Sound story: Democratizing AI voices

Authors: Gunay Kazimzade, Samuel Van Ransbeeck

The proliferation of AI virtual assistants makes for an uncanny experience in the realm of interaction. These systems „use inputs such as the user’s voice, images, and contextual information to assist users by answering a question in natural language, making recommendations, and performing actions“ ([8] Hauswald et al., 2015, p.223). Trained and developed with human voices, these virtual assistants become part of the family and an almost natural part of human lives. While we are building close relationships with virtual assistants similarly with our pets, we allow them to become too big a part of our house [1]. One way of attracting people is by using female voices as they are experienced less dominant than male voices. Also, recently, Amazon announced that it would be adding human emotion to Alexa’s repertoire. Thus, Alexa will now respond with different emotions, including a „happy/excited“ emotion and a „disappointed/empathetic“ tone.

→ **Dataset**:
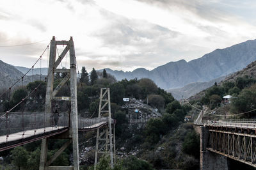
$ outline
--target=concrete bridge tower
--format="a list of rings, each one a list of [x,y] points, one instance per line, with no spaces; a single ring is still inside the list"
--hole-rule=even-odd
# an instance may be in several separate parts
[[[56,58],[57,45],[66,45],[62,53]],[[65,56],[67,52],[70,54],[70,69],[58,69],[58,66]],[[47,161],[47,143],[49,137],[42,140],[41,155],[40,162],[40,170],[45,169],[79,169],[79,150],[78,150],[78,125],[77,125],[77,74],[76,61],[75,49],[72,37],[68,41],[56,41],[53,36],[51,41],[50,57],[48,68],[48,78],[46,89],[45,97],[45,114],[48,115],[52,112],[52,100],[69,100],[71,103],[71,112],[69,118],[70,123],[68,130],[64,134],[51,137],[54,139],[68,139],[68,141],[50,158]],[[66,73],[66,76],[61,82],[53,89],[54,73]],[[70,81],[70,97],[56,97],[58,92],[61,87],[68,81]],[[45,116],[45,118],[47,116]],[[45,120],[45,122],[46,120]],[[66,149],[69,144],[72,143],[73,148],[73,164],[74,166],[56,167],[50,166],[51,163]]]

→ **What is expected**: Copy the full excerpt on AI voices, from its title through its last sentence, word for word. The records have no connection to the excerpt on AI voices.

→ **Final answer**:
Sound story: Democratizing AI voices

Authors: Gunay Kazimzade, Samuel Van Ransbeeck

The proliferation of AI virtual assistants makes for an uncanny experience in the realm of interaction. These systems „use inputs such as the user’s voice, images, and contextual information to assist users by answering a question in natural language, making recommendations, and performing actions“ ([8] Hauswald et al., 2015, p.223). Trained and developed with human voices, these virtual assistants become part of the family and an almost natural part of human lives. While we are building close relationships with virtual assistants similarly with our pets, we allow them to become too big a part of our house [1]. One way of attracting people is by using female voices as they are experienced less dominant than male voices. Also, recently, Amazon announced that it would be adding human emotion to Alexa’s repertoire. Thus, Alexa will now respond with different emotions, including a „happy/excited“ emotion and a „disappointed/empathetic“ tone.